Pick every line from the data that holds the word "banner".

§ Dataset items
╭──

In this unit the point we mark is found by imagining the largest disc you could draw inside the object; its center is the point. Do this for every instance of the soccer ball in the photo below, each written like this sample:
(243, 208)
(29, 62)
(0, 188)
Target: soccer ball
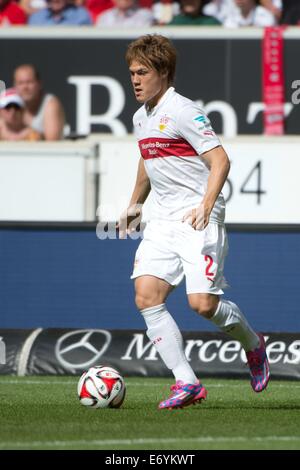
(101, 387)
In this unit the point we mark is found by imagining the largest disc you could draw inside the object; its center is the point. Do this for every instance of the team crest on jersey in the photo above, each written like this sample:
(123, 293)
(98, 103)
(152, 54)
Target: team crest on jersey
(200, 120)
(163, 122)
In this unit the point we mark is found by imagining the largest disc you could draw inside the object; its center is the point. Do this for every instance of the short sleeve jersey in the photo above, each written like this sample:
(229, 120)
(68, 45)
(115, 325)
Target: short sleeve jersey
(172, 137)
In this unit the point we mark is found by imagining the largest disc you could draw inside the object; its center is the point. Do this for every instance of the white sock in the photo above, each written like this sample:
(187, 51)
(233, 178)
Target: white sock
(230, 319)
(167, 339)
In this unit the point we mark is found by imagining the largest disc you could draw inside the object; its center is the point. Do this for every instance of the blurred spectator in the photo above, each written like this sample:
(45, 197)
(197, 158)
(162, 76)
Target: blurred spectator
(31, 6)
(43, 112)
(164, 11)
(220, 9)
(96, 7)
(11, 13)
(290, 12)
(12, 125)
(192, 15)
(60, 12)
(126, 13)
(274, 6)
(292, 16)
(249, 14)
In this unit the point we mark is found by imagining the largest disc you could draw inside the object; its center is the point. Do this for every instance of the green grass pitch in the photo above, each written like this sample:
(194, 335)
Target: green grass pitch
(45, 413)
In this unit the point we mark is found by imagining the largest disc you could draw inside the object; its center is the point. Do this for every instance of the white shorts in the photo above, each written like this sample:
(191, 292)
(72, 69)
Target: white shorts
(172, 250)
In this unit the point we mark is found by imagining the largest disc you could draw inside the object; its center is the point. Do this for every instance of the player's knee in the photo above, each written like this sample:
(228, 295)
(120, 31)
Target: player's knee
(203, 304)
(145, 301)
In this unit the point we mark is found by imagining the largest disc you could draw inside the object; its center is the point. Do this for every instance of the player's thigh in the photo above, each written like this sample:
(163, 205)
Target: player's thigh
(151, 291)
(203, 261)
(204, 304)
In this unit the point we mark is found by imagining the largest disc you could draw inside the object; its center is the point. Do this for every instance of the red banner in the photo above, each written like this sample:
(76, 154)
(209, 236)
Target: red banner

╰──

§ WORKED SOLUTION
In this unit the point we mark is found by imagining the largest disc you could draw inside the object; its center is the point. Do this for every instance of the red banner in the photo above, each written like this sample:
Target: red banner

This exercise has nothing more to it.